Textauszug:
=====
Die "amerikanischen" Militärs wollen keinen
Italienfeldzug
-- die "amerikanischen" Militärs meinen,
Luftangriffe auf Italien würden zum Ausscheiden aus dem
Krieg ausreichen
-- Marshall: Der Optimismus der GB-Seite über Italien, dass
ein Durchmarsch so einfach wäre, und der Pessimismus
hinsichtlich der 2.Front in Frankreich seien nicht
gerechtfertigt
[nicht erwähnt: da gibt es noch die Alpen als natürliches
Hindernis].
Churchill gibt nach und erlaubt die 2.Front in
Frankreich - und Balkanfeldzug
-- der Todesstoss solle von Frankreich her
erfolgen
-- neuer Name für die 2.Front: "Roundhammer",
später "Overlord" (S.357)
-- Churchill plant einen Angriff über Bulgarien, Rumänien
und die Türkei
->> Roosevelt muss die Prüfung zusagen, wenn Churchill
die 2.Front akzeptiert (S.357-358)
19.-21.5.1943
DWid: Treffen von
Goerdeler mit Brüdern Wallenberg in Stockholm über
Nachkriegsordnung ohne Krieg
(S.361)
-- Brüder Wallenberg sind schwedische Bankiers (S.363)
-- Goerdeler-Vorschläge eines freiwilligen NS-Abzugs aus
Westeuropa (S.361).
Der Friedensplan von Goerdeler
-- GB und die "USA" sind die Antipoden zur
SU
-- Deutschland soll "lebensfähig" und "stark" bleiben: der
"deutsche Soldat" soll das Schutzschild gegen "den Vormarsch
Russlands" sein (S.363)
in: Ritter, Gerhard: Carl Goerdeler und die deutsche
Widerstandsbewegung. München 1964, S.354, 551-552
in: Eichholz, Dietrich / Schumann, Wolfgang: Anatomie des
Krieges. Berlin 1969, Dok. 236
1. Goerdeler behauptet, eine Befreiungsaktion in Deutschland
stünde kurz bevor. Voraussetzung sei die Einstellung der
Luftangriffe, was als "stärkste moralische Unterstützung der
Aufständischen" gewertet würde; das Zeichen der Befreiung
soll das Aufheben der Verdunkelung sein.
2. Goerdeler kündigt für den Fall der Befreiung die Gründung
einer demokratischen Regierung mit Vertretung "aller
sozialen Schichten, aller Konfessionen, aller deutschen
Länder" an, sowie die Gründung eines provisorischen
Reichsrats zur Kontrolle der Regierung
3. Wiederherstellung der Selbständigkeit der europäischen
Nationen, Grenzverhandlungen mit Polen, am besten die
Grenzen von 1914 als "Staatsunion Polen-Litauen"; die
westlichen Grenzen sollen strategisch bestimmt werden;
Wiederherstellung der CSSR, Finnland soll bestehen bleiben;
Nachkriegsordnung mit dem Ziel, dass es in Europa nie mehr
Krieg geben soll (S.361).
4. Abrüstung für Deutschland, je nachdem das Verhältnis
zwischen Europa und Russland und dem Fernen Osten ausfällt;
Deutschland soll keine Seerüstung mehr haben, die deutsche
Luftwaffe soll "internationalisiert" werden (S.362).
=====
Aufgaben:
- a) Fassen Sie den Textauszug in zwei Sätzen zusammen.
- b) Welche Staaten werden im Textauszug in Punkt 3 von Goerdelers Vorschlägen namentlich genannt? Zählen Sie alle auf.

Aufgeführte Zeilen:
=====
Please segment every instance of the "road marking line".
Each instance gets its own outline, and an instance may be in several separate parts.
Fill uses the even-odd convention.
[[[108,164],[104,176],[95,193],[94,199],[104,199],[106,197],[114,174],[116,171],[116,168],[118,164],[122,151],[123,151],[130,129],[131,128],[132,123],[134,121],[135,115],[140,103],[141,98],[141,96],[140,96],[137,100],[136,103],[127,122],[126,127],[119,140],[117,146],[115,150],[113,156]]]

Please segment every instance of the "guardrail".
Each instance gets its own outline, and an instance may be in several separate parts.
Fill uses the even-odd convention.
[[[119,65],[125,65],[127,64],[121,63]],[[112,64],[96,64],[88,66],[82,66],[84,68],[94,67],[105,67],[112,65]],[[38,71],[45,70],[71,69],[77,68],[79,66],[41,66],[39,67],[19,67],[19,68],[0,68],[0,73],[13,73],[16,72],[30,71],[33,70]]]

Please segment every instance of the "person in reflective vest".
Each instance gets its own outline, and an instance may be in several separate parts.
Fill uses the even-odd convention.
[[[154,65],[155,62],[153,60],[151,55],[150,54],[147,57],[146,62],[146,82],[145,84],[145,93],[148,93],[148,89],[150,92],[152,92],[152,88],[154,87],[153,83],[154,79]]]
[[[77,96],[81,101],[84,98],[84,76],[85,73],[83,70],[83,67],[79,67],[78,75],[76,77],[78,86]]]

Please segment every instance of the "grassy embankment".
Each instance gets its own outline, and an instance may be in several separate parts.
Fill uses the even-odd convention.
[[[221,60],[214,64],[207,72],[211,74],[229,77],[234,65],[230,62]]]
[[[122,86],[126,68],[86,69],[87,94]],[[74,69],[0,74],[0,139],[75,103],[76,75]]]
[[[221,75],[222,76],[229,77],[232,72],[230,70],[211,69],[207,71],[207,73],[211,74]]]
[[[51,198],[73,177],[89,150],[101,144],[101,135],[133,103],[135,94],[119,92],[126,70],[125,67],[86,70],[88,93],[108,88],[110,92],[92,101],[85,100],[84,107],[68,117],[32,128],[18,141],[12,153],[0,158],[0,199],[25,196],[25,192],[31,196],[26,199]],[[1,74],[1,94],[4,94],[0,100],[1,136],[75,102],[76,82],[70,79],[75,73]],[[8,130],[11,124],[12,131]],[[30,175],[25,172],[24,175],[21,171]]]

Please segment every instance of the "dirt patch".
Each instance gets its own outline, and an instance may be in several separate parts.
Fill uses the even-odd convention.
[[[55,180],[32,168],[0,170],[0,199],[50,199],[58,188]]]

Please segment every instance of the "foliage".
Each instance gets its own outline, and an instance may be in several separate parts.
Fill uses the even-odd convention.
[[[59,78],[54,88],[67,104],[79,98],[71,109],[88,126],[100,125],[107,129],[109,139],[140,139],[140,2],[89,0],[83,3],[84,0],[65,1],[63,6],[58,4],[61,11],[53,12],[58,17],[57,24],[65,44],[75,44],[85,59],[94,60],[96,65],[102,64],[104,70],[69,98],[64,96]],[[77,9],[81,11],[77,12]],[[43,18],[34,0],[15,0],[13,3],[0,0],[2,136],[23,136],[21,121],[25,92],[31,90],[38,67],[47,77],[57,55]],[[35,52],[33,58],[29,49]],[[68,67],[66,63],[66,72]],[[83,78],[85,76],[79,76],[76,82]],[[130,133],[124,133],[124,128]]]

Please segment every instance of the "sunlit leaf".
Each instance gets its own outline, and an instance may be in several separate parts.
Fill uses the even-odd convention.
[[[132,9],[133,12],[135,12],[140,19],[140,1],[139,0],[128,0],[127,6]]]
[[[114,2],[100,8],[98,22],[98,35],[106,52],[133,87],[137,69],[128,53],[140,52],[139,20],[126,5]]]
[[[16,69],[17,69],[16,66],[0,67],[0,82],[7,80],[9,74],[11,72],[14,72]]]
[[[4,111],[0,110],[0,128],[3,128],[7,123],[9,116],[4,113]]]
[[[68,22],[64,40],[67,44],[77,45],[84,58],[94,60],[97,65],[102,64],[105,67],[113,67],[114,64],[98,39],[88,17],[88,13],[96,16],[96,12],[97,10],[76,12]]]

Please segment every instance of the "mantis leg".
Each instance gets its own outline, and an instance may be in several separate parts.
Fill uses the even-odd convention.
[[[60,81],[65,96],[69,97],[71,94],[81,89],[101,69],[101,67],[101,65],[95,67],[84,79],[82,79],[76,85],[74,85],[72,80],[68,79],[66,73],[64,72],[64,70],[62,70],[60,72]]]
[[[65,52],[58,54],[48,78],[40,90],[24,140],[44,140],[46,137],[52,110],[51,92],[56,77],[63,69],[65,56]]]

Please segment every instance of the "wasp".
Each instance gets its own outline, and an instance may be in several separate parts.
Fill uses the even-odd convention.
=====
Lösungen:
- a) Die amerikanischen Militärs wollen keinen Italienfeldzug, und Churchill gibt nach und erlaubt die 2. Front in Frankreich, die später „Overlord“ heißt, während Roosevelt die Prüfung eines Angriffs über Bulgarien, Rumänien und die Türkei zusagen muss. Vom 19. bis 21.5.1943 trifft sich Goerdeler in Stockholm mit den Brüdern Wallenberg, und sein Friedensplan sieht unter anderem eine demokratische Regierung, die Wiederherstellung der Selbständigkeit der europäischen Nationen und Abrüstung für Deutschland vor.

- b) Polen, Litauen, CSSR, Finnland